***** RECORDED DATA

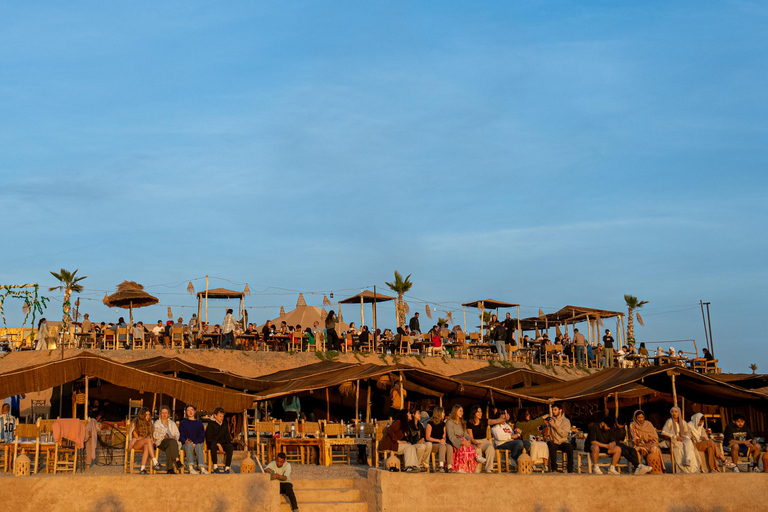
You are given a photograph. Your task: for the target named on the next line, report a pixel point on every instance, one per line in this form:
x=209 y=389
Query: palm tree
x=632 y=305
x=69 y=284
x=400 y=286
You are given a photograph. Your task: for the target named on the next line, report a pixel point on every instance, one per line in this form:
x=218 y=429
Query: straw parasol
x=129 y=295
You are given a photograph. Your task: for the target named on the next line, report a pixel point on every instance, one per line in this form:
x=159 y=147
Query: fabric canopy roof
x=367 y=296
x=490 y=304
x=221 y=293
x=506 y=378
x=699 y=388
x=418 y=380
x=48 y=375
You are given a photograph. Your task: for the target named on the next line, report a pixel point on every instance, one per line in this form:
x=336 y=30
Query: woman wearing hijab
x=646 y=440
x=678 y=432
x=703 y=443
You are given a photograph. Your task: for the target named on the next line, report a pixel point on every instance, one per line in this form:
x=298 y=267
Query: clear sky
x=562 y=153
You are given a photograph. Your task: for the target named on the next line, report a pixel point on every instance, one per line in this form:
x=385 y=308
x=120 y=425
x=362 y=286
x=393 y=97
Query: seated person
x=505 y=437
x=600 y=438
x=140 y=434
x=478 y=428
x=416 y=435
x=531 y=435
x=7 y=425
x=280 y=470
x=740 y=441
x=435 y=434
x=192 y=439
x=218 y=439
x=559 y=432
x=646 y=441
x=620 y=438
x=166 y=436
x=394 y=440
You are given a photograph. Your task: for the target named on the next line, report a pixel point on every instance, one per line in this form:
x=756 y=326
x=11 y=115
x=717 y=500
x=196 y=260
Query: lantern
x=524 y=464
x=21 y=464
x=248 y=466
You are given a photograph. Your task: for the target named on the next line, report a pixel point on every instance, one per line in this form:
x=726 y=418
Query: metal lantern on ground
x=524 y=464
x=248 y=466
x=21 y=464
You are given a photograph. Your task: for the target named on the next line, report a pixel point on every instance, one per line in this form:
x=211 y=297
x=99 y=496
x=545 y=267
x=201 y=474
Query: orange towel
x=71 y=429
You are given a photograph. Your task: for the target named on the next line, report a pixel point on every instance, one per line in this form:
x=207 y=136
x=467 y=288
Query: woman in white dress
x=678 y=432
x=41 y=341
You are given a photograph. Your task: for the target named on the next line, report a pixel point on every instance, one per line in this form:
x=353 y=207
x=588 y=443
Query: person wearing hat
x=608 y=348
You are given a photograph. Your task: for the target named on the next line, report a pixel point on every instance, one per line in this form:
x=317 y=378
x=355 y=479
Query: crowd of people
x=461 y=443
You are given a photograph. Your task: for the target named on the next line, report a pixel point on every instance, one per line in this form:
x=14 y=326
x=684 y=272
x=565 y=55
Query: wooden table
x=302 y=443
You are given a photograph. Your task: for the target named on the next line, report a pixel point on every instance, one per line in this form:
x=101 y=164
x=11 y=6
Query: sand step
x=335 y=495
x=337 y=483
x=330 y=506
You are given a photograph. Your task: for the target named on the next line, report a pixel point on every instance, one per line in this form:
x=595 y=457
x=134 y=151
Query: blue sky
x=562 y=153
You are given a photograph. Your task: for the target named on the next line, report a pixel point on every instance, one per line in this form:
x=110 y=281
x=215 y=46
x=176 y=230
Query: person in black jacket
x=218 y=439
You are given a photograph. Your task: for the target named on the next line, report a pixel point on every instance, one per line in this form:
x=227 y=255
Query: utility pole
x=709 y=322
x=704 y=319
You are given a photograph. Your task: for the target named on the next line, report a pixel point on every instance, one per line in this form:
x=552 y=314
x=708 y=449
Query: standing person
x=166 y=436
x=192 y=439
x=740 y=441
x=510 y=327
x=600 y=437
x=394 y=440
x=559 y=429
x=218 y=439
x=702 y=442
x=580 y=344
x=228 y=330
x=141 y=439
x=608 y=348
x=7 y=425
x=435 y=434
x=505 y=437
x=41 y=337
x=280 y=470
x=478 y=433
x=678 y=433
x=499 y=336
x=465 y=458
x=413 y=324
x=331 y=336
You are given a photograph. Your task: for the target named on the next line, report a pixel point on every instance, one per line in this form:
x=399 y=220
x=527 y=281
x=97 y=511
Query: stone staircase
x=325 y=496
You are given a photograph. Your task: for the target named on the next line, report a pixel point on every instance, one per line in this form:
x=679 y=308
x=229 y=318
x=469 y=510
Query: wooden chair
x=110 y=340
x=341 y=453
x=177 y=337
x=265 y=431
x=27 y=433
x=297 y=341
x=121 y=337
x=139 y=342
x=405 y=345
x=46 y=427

**********

PROBLEM STATEMENT: Return an exact transcription of the entries above, excluding each image.

ANSWER:
You are given a photograph. Your task: for the target named on the next line, report a pixel point on every instance, one per line in this form:
x=209 y=389
Query: palm tree
x=632 y=305
x=69 y=284
x=400 y=286
You are given a photograph. Your task: for the target named on the next line, report a pixel point on every instance, one per line in this form:
x=218 y=429
Query: straw parasol
x=129 y=295
You are given a photograph. Your task: for the target named on the next line, report a pixel point on every instance, one per line in this form:
x=159 y=147
Query: fabric canopy roof
x=367 y=296
x=490 y=304
x=221 y=293
x=506 y=378
x=699 y=388
x=418 y=380
x=48 y=375
You are given a photograph. Your task: for the target named on the next line, report a pixel point on every instance, one per line in this form:
x=336 y=30
Query: woman wearing hijab
x=646 y=440
x=678 y=432
x=703 y=443
You are given a photograph. Your task: for the target named on the next line, report a pixel point on every instance, one per line in this form:
x=298 y=267
Query: clear sky
x=562 y=153
You are given a photograph. Your task: for the target named on the next line, report a pixel point on every instance, one per line in this form:
x=385 y=308
x=120 y=425
x=362 y=286
x=393 y=97
Query: seated person
x=505 y=437
x=600 y=438
x=140 y=434
x=478 y=428
x=416 y=435
x=531 y=435
x=7 y=425
x=280 y=470
x=740 y=441
x=435 y=434
x=192 y=439
x=218 y=439
x=559 y=432
x=646 y=441
x=620 y=438
x=166 y=436
x=394 y=440
You are given a photograph. Your task: for the target named on the next line, report a pixel point on every instance, one per line in this form:
x=756 y=326
x=11 y=115
x=717 y=500
x=196 y=260
Query: lantern
x=524 y=464
x=21 y=464
x=248 y=466
You are given a photograph. Your task: for the target named on the next line, report a pixel point on every instance, one per line in this form:
x=726 y=418
Query: metal lantern on ground
x=524 y=464
x=248 y=466
x=21 y=464
You are given a photograph. Your task: for the target named on the next line, report a pixel point on every instance, one per line in this form:
x=211 y=297
x=99 y=496
x=545 y=267
x=201 y=474
Query: orange towel
x=71 y=429
You are given a photograph. Your task: for the target named on the next line, report a pixel point on every instance, one per line in this form:
x=207 y=136
x=467 y=288
Query: woman in white dress
x=678 y=432
x=41 y=341
You are given a photograph. Your task: for the target named on the next line, report a pixel point on every instance, one per line in this form:
x=353 y=207
x=588 y=443
Query: person wearing hat
x=608 y=348
You are given a photograph. Your task: for the target named on the next line, report a pixel point on every instance, one per line in this form:
x=317 y=378
x=355 y=479
Query: crowd of people
x=461 y=443
You are given a photograph. Your task: for the target named on the next line, report a pixel point on every instance, one per line in this form:
x=14 y=326
x=684 y=272
x=565 y=55
Query: wooden table
x=302 y=443
You are given a photograph. Your task: for the target named on the next line, report a pixel point on every instance, one per line in this form:
x=101 y=164
x=11 y=6
Query: sand step
x=335 y=495
x=337 y=483
x=330 y=506
You are given a photograph. Your task: for the target named on the next line, report a pixel point on every instance, one per line in this form:
x=595 y=457
x=134 y=151
Query: blue sky
x=562 y=153
You are given a photograph. Your task: for the target named on the next line, report a pixel point on every instance, one per line in this form:
x=110 y=281
x=215 y=46
x=176 y=230
Query: person in black jacket
x=218 y=439
You are given a photograph. Your task: for the target named on the next line, report a pixel point on every instance, one per line in this form:
x=227 y=255
Query: utility pole
x=709 y=322
x=704 y=319
You are given a photograph. Your task: for the target named on the next line, report a pixel point on every instance, one per line in this form:
x=552 y=314
x=708 y=449
Query: standing person
x=166 y=436
x=192 y=439
x=740 y=441
x=510 y=327
x=600 y=437
x=394 y=440
x=559 y=429
x=218 y=439
x=702 y=442
x=580 y=344
x=228 y=330
x=141 y=439
x=608 y=348
x=7 y=425
x=435 y=434
x=505 y=437
x=41 y=337
x=280 y=470
x=478 y=433
x=678 y=433
x=499 y=336
x=465 y=458
x=413 y=324
x=331 y=336
You are given a photograph. Your task: for the target named on the next line, report a pixel point on every instance, one per line in this form:
x=399 y=220
x=527 y=281
x=97 y=511
Query: stone staircase
x=325 y=496
You are given a photograph. Your task: for the target named on the next line, report a pixel point on every instance, one per line in this form:
x=679 y=308
x=229 y=318
x=469 y=510
Query: wooden chair
x=110 y=340
x=341 y=453
x=177 y=337
x=265 y=431
x=27 y=433
x=297 y=341
x=121 y=337
x=139 y=342
x=405 y=345
x=46 y=427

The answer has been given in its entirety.